- **Task prompt**
For the data below, report how many lines include the word "brown", and write nothing else.

[Referring expression grounding data]
****************************************

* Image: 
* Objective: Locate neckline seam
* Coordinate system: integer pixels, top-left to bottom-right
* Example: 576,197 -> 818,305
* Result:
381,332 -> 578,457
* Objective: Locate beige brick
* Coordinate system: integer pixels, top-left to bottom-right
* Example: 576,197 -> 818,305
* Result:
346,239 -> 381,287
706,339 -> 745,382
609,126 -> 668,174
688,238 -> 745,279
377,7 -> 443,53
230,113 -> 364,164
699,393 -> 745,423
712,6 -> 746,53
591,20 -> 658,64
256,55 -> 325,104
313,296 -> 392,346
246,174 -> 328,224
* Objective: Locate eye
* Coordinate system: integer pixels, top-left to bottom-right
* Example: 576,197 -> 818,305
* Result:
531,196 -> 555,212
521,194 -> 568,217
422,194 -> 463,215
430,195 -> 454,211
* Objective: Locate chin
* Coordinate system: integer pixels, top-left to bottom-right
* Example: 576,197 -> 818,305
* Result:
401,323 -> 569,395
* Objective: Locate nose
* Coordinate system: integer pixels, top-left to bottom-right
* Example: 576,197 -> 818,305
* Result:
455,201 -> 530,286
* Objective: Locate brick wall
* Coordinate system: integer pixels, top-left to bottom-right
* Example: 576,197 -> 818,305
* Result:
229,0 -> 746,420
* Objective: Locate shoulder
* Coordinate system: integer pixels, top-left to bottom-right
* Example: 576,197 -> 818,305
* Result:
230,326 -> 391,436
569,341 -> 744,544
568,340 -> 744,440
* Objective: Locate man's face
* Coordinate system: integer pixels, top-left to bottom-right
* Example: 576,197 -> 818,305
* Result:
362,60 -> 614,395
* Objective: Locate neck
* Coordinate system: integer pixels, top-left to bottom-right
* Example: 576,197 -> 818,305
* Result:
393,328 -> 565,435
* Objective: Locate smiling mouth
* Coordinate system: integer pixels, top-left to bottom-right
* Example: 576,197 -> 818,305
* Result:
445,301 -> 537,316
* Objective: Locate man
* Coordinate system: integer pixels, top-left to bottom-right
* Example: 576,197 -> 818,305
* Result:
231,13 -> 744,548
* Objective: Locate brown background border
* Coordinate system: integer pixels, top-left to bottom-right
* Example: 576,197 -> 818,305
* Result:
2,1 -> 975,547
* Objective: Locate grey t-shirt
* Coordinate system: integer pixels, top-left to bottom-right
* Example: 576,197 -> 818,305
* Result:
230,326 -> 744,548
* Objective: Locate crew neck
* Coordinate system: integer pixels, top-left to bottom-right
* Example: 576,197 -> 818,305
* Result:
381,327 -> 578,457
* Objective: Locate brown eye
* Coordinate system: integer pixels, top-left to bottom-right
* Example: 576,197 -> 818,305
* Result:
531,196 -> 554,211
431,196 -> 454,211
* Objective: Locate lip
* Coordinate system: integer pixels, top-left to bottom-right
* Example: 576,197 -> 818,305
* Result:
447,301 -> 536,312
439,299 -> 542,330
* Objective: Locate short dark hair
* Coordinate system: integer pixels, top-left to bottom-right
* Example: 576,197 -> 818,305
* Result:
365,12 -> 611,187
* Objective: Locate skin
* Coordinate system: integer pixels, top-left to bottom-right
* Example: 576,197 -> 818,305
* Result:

****************************************

- **Solution**
2